- CONSIGNE A: Indiquez si chacune des affirmations suivantes concorde avec le texte sur l'association, en répondant par oui ou par non et en citant tels quels les mots décisifs du texte : (i) un jardinier bénévole cultive des fleurs dans le jardin de l'abri pour les veuves et orphelins ; (ii) les travaux de peinture et de plomberie sont rémunérés ; (iii) l'association reçoit uniquement des dons financiers.

- EXTRAIT DE PAGE:
____

Aussi, mon association va très bien. Dieu mène des personnes de bons cœurs vers nous et ils font des dons de mains d'œuvres et financiers. Je suis époustouflée de voir que certaines personnes comprennent que ce n'est pas parce qu'on n'a pas d'argent à offrir qu'on n'a rien. Le cœur et la main peuvent faire bien plus de choses que l'argent ne le pourra jamais. Chacun a ses limites et ses aptitudes. On n'est pas toujours obligé d'opérer dans le même secteur.
Nous avons un jardinier bénévole qui fait pousser des fleurs dans le jardin de notre abri pour les veuves et orphelins. Les femmes y marchent entre les fleurs colorées pendant des heures. Et on a l'impression que l'odeur et la vue arc-en-ciel les font sourire.
Des personnes envoient également des bouquins pour les enfants ; dont des bibles et des b****s dessinées. Certaines personnes se donnent à cœur joie pour aider à refaire des travaux gratuitement comme la peinture et les problèmes de plomberie.

____

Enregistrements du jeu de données

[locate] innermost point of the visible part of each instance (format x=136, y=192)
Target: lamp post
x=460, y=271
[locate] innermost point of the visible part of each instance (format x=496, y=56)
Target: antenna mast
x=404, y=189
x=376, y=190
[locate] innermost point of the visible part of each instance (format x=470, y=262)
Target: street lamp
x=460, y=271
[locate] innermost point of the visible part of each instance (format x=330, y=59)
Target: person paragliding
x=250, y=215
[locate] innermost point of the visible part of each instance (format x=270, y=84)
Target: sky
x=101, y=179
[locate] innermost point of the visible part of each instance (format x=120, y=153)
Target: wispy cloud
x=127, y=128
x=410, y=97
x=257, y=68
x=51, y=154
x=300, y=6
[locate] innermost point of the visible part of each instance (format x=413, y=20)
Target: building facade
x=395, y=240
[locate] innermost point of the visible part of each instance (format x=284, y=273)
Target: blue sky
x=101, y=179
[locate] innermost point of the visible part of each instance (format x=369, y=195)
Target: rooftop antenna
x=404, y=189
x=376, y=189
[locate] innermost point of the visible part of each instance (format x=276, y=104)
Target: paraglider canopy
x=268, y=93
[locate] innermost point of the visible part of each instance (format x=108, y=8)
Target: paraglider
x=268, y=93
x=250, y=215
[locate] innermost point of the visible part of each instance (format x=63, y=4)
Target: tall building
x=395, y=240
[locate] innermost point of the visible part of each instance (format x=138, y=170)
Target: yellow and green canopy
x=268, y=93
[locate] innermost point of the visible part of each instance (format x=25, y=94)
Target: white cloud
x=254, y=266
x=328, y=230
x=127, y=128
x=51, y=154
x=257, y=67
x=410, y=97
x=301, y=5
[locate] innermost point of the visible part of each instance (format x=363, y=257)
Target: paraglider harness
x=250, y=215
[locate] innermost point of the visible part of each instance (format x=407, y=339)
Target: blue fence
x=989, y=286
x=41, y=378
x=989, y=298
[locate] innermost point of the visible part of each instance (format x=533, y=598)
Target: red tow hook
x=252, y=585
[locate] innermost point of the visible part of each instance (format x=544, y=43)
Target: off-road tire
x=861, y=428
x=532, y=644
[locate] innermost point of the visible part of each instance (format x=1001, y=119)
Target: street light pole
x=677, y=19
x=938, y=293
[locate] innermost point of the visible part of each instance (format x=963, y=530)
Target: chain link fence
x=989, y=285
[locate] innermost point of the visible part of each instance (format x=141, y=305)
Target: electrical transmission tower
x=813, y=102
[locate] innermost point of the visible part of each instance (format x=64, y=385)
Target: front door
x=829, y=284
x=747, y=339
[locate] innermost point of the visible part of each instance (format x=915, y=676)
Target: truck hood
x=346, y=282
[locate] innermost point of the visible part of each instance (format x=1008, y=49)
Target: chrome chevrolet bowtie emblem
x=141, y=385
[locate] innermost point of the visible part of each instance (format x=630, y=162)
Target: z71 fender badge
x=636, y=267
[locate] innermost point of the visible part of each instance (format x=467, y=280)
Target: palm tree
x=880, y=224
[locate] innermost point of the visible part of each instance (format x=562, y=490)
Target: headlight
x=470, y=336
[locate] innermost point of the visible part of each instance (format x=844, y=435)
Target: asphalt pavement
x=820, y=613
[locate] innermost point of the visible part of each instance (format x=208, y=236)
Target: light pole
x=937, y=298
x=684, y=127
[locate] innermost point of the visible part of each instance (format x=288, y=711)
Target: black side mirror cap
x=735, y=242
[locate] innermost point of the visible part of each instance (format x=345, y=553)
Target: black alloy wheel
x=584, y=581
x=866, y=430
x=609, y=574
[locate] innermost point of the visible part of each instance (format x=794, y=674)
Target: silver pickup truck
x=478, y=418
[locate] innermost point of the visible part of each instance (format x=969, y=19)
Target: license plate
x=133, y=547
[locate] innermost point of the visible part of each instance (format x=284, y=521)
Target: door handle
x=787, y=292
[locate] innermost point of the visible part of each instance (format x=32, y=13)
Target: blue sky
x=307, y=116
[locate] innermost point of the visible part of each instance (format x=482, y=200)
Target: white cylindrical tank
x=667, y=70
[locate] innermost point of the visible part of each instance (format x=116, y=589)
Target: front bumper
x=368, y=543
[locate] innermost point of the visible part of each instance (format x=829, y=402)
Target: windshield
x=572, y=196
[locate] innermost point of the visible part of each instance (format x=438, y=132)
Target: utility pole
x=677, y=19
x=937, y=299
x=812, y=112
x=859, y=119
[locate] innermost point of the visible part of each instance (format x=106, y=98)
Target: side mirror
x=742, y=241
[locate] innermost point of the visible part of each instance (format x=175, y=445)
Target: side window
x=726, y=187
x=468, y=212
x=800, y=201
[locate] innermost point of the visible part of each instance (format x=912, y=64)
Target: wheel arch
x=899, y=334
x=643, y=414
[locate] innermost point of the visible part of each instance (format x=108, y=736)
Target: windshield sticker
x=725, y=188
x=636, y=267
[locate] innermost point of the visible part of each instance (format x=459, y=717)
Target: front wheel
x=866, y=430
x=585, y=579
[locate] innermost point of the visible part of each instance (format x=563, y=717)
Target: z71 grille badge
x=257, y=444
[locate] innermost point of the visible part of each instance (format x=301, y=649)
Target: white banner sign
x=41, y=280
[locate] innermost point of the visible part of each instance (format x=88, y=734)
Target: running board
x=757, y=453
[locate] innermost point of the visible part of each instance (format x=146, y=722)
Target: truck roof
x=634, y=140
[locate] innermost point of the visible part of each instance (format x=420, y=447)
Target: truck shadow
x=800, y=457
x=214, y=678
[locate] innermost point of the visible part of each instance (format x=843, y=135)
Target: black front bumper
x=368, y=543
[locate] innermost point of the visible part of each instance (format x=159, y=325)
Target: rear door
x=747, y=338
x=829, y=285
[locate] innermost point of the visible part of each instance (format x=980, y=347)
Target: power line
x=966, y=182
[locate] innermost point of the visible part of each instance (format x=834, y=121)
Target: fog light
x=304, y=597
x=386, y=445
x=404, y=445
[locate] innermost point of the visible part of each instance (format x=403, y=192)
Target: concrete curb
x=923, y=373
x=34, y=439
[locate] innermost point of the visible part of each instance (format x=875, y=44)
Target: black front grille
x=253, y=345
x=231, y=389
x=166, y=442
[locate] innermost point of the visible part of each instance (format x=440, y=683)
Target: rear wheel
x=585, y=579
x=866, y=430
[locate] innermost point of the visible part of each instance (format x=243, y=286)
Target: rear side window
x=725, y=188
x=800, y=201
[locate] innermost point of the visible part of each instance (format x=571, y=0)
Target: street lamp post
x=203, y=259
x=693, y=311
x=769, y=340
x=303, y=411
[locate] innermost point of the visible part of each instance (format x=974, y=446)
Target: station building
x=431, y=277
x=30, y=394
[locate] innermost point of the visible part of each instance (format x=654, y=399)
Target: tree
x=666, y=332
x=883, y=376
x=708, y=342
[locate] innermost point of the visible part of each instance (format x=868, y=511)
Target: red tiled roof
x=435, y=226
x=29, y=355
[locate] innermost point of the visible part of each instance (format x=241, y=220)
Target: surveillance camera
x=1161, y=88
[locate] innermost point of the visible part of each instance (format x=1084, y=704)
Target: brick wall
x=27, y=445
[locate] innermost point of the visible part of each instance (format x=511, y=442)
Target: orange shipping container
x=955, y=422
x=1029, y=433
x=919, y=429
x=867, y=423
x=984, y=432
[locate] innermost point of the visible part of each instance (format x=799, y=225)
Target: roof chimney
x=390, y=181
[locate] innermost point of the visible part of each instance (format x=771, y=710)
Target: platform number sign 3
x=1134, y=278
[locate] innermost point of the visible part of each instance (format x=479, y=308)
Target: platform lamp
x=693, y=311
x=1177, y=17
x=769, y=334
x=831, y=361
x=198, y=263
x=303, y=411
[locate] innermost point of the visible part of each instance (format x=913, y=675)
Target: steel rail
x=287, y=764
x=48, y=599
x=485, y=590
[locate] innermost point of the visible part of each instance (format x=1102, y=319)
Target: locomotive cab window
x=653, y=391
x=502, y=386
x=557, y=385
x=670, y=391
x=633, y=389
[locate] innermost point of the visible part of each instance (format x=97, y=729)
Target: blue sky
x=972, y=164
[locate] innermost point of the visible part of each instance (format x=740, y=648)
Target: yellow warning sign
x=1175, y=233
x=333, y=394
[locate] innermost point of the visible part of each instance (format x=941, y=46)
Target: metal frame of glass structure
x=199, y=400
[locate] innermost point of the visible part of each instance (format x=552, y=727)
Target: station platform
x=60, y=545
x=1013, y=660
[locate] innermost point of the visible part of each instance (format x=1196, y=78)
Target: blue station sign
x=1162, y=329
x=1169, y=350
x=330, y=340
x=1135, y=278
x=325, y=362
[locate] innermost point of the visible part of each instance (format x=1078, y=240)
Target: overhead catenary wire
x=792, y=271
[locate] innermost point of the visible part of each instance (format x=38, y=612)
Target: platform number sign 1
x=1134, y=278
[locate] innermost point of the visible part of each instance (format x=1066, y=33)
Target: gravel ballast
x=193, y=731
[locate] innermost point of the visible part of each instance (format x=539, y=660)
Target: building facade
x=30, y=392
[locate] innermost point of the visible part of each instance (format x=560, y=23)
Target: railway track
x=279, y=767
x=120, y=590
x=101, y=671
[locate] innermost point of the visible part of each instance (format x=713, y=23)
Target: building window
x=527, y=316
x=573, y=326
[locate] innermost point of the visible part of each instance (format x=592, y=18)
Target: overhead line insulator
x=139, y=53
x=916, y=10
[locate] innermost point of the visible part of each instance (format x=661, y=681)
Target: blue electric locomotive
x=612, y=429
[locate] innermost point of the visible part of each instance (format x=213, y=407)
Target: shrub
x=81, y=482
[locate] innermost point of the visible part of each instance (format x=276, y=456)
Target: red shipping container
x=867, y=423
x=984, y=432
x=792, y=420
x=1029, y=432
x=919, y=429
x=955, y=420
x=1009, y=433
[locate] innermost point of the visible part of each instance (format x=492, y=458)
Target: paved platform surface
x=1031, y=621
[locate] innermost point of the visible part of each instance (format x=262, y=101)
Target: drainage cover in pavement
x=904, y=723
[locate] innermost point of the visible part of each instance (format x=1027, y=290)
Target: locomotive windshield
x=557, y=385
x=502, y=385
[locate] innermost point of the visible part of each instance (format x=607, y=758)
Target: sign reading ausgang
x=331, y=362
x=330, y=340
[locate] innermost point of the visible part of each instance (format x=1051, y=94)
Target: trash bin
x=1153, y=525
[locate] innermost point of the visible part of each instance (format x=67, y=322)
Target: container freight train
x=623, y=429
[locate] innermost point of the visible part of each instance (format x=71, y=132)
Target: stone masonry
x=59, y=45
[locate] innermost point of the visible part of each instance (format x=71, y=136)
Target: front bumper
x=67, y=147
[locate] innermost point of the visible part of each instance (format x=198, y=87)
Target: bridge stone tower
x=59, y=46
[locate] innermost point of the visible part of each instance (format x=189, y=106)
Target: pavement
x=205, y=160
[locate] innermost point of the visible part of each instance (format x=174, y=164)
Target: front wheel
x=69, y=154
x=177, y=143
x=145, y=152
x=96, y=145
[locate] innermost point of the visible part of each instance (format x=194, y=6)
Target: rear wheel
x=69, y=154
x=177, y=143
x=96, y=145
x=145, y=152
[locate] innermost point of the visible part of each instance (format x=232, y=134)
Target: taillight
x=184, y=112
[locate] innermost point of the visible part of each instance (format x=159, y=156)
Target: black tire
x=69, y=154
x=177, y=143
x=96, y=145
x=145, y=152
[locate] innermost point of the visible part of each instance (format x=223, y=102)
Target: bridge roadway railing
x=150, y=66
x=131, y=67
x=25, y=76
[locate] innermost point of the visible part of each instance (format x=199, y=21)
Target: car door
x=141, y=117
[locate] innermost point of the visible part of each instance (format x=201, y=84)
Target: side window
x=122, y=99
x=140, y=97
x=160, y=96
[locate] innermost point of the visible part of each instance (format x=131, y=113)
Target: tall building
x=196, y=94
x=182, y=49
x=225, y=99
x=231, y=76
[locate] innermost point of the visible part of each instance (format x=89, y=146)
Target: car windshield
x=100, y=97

____

- CONSIGNE B: Dans les enregistrements, modifiez les lignes qui vont de celle contenant "(format x=1066, y=33)" jusqu'à celle contenant "x=904, y=723", ces deux lignes incluses. Remplacez "shrub" par "bush" sans rien changer d'autre, puis redonnez uniquement ces lignes.

- RÉPONSE A:
(i) Oui : « Nous avons un jardinier bénévole qui fait pousser des fleurs dans le jardin de notre abri pour les veuves et orphelins. »
(ii) Non : « aider à refaire des travaux gratuitement comme la peinture et les problèmes de plomberie ».
(iii) Non : « ils font des dons de mains d'œuvres et financiers ».

- RÉPONSE B:
[locate] innermost point of the visible part of each instance (format x=1066, y=33)
Target: gravel ballast
x=193, y=731
[locate] innermost point of the visible part of each instance (format x=539, y=660)
Target: building facade
x=30, y=392
[locate] innermost point of the visible part of each instance (format x=560, y=23)
Target: railway track
x=279, y=767
x=120, y=590
x=101, y=671
[locate] innermost point of the visible part of each instance (format x=713, y=23)
Target: building window
x=527, y=316
x=573, y=326
[locate] innermost point of the visible part of each instance (format x=592, y=18)
Target: overhead line insulator
x=139, y=53
x=916, y=10
[locate] innermost point of the visible part of each instance (format x=661, y=681)
Target: blue electric locomotive
x=612, y=429
[locate] innermost point of the visible part of each instance (format x=213, y=407)
Target: bush
x=81, y=482
[locate] innermost point of the visible part of each instance (format x=276, y=456)
Target: red shipping container
x=867, y=423
x=984, y=432
x=792, y=420
x=1029, y=432
x=919, y=429
x=955, y=420
x=1009, y=433
[locate] innermost point of the visible part of each instance (format x=492, y=458)
Target: paved platform surface
x=1031, y=621
[locate] innermost point of the visible part of each instance (format x=262, y=101)
Target: drainage cover in pavement
x=904, y=723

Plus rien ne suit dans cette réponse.